Dataset:
—————

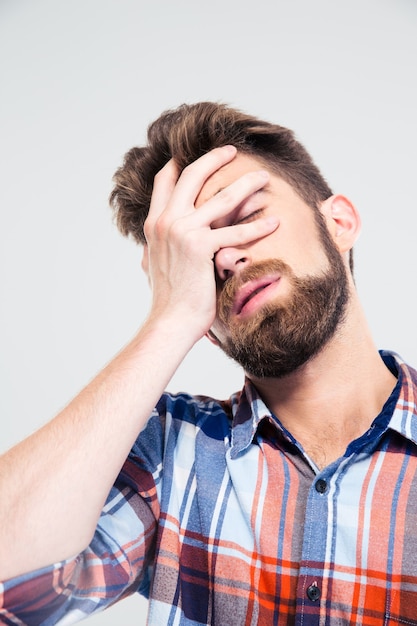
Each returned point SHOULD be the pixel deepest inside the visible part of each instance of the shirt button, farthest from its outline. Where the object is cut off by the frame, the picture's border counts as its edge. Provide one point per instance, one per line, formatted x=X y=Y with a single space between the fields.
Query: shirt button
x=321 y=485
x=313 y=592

—————

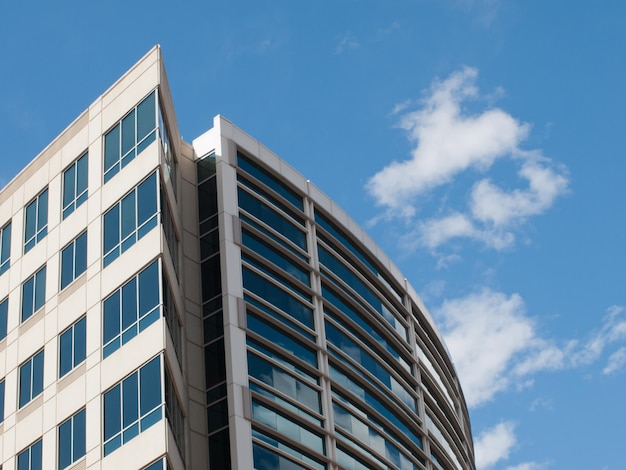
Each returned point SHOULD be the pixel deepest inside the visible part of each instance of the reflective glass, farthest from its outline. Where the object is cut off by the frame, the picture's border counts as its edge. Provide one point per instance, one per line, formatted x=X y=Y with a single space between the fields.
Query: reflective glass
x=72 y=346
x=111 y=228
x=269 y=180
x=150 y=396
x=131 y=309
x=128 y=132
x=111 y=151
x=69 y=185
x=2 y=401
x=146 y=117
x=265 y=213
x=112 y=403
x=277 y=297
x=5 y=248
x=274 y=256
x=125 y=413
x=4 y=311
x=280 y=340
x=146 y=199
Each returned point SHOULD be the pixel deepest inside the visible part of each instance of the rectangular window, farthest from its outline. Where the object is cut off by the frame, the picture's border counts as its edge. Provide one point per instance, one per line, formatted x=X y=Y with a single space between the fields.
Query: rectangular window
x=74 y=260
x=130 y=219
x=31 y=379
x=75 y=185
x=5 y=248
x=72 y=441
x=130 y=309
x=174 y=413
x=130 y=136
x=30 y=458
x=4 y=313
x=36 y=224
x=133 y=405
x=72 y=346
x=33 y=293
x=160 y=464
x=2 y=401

—————

What to work on:
Return the data unchanged, from the line that contains "of the shirt" through the line that contains "x=313 y=592". Include both of those lines.

The response:
Each returned point SHOULD be the pixel deepest inside the visible part of each instance of the shirt button, farthest from its outline. Where the object is cut off by the frame, the picture's border counts as its edge. Provide one point per instance, one per line, formatted x=X y=Y with a single space between the fields.
Query: shirt button
x=321 y=485
x=313 y=592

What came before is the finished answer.